WHAT TO DO:
a - In the complex-mapping thread, what formula for z in terms of w does the first answer derive?
b - Retype the passage of the complex-mapping thread starting at "Since you asked" and ending at "below in spoilers.".
c - Extend the complex-mapping thread, starting right after its final sentence.

TEXT EXCERPT:

__________

As w moves between $-i$ and $i$ on $w = \frac {1+zi}{z+i}$, prove z moves across positive imaginary axis

Question

I'm having trouble with this: As w moves between $-i$ and $i$ on $w = \frac {1+zi}{z+i}$, prove z moves across positive imaginary axis.

I've got the two cartesian equations:

$u = \frac {2x}{x^2 + (y+1)^2}$ and $v = \frac {x^2 + y^2 -1}{x^2 + (y+1)^2}$

and I cannot seem to get to a y>0 if I work from w to z, nor can I seem to get $-1<v<1$ if I move from z towards w. I'm not after the solution but any tips on how to proceed would be greatly appreciated.

Closest I've come is by starting with $v = \frac {y^2 -1}{(y+1)^2}$ (as $x = 0$). Rearranging and solving for y, I get $v < \pm 1$, but I can't seem to get $-1<v<+1$

Thanks.

Answer 1

I believe the method I'm using below is easier than what you're trying to do. First, you can determine $z$ in terms of $w$ as follows:

$$\begin{equation}\begin{aligned} w & = \frac{1 + zi}{z + i} \\ w(z + i) & = 1 + zi \\ wz + wi & = 1 + zi \\ wz - zi & = 1 - wi \\ z(w - i) & = 1 - wi \\ z & = \frac{1 - wi}{w - i} \end{aligned}\end{equation}\tag{1}\label{eq1A}$$

Since you asked for hints, I trust this will do. Nonetheless, just in case you would like to see the rest of the solution, I've placed it below in spoilers.

__________

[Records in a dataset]
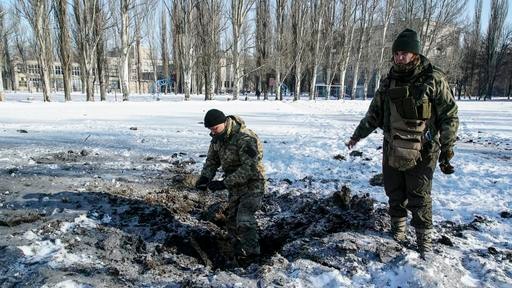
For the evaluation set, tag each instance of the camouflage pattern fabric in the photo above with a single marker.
(239, 153)
(411, 189)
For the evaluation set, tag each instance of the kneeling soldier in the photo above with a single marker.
(239, 152)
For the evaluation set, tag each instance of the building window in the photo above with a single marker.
(22, 82)
(20, 69)
(33, 69)
(75, 71)
(58, 70)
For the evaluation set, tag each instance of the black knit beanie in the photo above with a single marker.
(214, 117)
(408, 41)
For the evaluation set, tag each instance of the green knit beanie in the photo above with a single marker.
(408, 41)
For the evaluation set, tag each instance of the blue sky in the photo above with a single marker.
(486, 12)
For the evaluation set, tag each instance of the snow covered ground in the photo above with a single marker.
(300, 141)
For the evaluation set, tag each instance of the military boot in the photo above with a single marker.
(424, 242)
(398, 226)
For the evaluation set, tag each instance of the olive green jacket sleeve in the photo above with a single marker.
(447, 120)
(212, 163)
(373, 119)
(250, 155)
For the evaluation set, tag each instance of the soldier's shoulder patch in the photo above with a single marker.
(250, 151)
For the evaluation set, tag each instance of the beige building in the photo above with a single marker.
(26, 77)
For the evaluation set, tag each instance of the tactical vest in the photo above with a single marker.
(410, 108)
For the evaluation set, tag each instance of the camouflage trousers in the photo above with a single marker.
(411, 189)
(241, 223)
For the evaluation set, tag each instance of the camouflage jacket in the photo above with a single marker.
(239, 153)
(443, 124)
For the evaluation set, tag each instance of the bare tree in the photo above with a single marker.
(239, 10)
(154, 38)
(299, 23)
(183, 32)
(2, 36)
(474, 46)
(176, 40)
(21, 43)
(279, 45)
(318, 14)
(124, 68)
(388, 8)
(208, 29)
(61, 13)
(86, 12)
(368, 58)
(37, 14)
(263, 39)
(493, 41)
(165, 47)
(100, 26)
(362, 31)
(346, 35)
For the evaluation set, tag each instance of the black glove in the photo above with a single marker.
(216, 185)
(444, 161)
(202, 183)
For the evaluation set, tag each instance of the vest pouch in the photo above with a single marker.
(425, 108)
(405, 148)
(405, 140)
(397, 95)
(409, 107)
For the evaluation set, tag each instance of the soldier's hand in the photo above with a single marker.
(351, 143)
(446, 168)
(446, 155)
(216, 185)
(444, 161)
(202, 183)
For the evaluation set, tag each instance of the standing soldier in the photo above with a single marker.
(239, 152)
(415, 108)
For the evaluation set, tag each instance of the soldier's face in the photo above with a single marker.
(217, 129)
(403, 57)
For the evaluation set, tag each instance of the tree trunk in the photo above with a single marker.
(64, 46)
(100, 53)
(125, 50)
(165, 50)
(1, 76)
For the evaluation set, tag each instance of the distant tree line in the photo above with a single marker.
(268, 45)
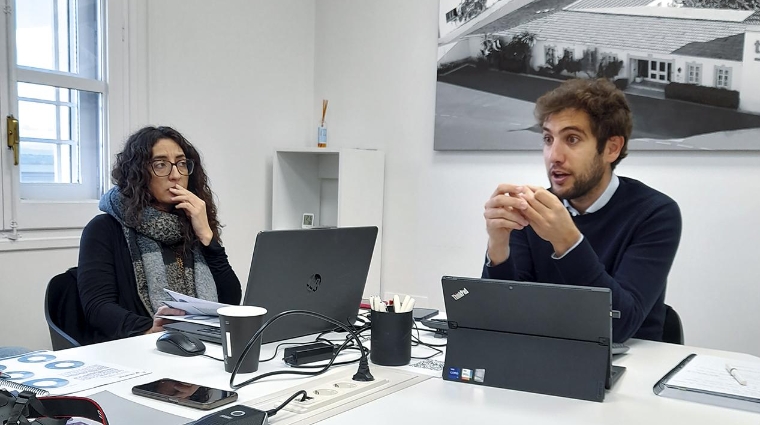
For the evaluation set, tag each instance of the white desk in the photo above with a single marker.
(631, 401)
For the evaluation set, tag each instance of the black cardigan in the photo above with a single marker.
(108, 288)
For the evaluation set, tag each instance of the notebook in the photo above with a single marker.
(321, 270)
(709, 380)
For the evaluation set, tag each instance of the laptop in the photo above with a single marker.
(323, 270)
(542, 338)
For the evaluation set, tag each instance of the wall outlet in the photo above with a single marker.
(334, 393)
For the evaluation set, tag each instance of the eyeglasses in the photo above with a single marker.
(162, 167)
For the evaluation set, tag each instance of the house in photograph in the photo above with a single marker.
(655, 43)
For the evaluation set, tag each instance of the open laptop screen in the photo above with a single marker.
(560, 311)
(322, 270)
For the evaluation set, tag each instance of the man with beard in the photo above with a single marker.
(591, 227)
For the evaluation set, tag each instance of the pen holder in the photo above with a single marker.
(391, 338)
(322, 135)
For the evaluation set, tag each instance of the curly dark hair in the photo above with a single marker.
(604, 103)
(132, 174)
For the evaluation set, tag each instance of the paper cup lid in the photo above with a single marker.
(241, 311)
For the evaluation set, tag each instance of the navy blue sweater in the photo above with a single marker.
(628, 246)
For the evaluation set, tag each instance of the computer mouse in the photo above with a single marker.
(181, 344)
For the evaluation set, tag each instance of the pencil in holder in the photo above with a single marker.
(322, 135)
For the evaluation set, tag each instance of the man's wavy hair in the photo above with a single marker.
(132, 174)
(604, 103)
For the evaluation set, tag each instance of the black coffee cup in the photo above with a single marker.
(238, 325)
(391, 338)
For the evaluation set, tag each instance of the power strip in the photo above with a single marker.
(334, 393)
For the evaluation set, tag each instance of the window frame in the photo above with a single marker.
(698, 71)
(28, 224)
(728, 71)
(547, 49)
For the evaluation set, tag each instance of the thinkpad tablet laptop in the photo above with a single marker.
(542, 338)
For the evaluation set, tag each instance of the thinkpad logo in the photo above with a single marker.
(459, 294)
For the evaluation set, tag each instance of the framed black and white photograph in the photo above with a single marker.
(690, 69)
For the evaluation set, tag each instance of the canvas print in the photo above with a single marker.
(690, 69)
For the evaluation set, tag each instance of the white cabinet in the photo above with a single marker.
(341, 187)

__________

EXERCISE ANSWERS:
a - z = (1 − wi)/(w − i)

b -
Since you asked for hints, I trust this will do. Nonetheless, just in case you would like to see the rest of the solution, I've placed it below in spoilers.

c -
It asks about $w$ moving between $-i$ and $i$. Thus, you have $w = ki$ for real $k$ where $-1 \lt k \lt 1$.

Substituting this into \eqref{eq1A} gives

$$z = \frac{1 - (ki)i}{ki - i} = \frac{1 + k}{(k - 1)i} = \left(\frac{1 + k}{1 - k}\right)i \tag{2}\label{eq2A}$$

The remainder of the solution is:

Let the coefficient of $i$ be $j = \frac{1 + k}{1 - k}$. As $k$ goes from $-1$ to $1$, note $j$ is always positive, but with it going from just above $0$ when $k$ is close to $-1$ to approach positive infinity as $k$ gets close to $1$. Thus, as asked, this shows $z$ is starting from the origin and moving across the positive imaginary axis.

Update: Using Cartesian coordinates instead, your correctly get to

$$v = \frac{y^2 - 1}{(y+1)^2} \tag{3}\label{eq3A}$$

As you stated, you next need to solve for $y$ in terms of $v$. Doing this gives

$$\begin{equation}\begin{aligned} & v = \frac{y^2 - 1}{y^2 + 2y + 1} \\ & v(y^2 + 2y + 1) = y^2 - 1 \\ & vy^2 + 2vy + v = y^2 - 1 \\ & (v - 1)y^2 + 2vy + (v + 1) = 0 \end{aligned}\end{equation}\tag{4}\label{eq4A}$$

This is a quadratic equation, so using the quadratic formula gives

$$\begin{equation}\begin{aligned} y & = \frac{-2v \pm \sqrt{(2v)^2 - 4(v - 1)(v + 1)}}{2(v - 1)} \\ & = \frac{-2v \pm \sqrt{4v^2 - (4v^2 - 4)}}{2(v - 1)} \\ & = \frac{-v \pm 1}{v - 1} \end{aligned}\end{equation}\tag{5}\label{eq5A}$$

One solution of $y = \frac{-v + 1}{v - 1} = -1$ gives in \eqref{eq3A} that $v = \frac{0}{0}$, so it's not valid. Instead, you have

$$y = \frac{-v - 1}{v - 1} = \frac{1 + v}{1 - v} \tag{6}\label{eq6A}$$

This is the same as \eqref{eq2A}, in the spoiler, with $k$ replaced by $v$.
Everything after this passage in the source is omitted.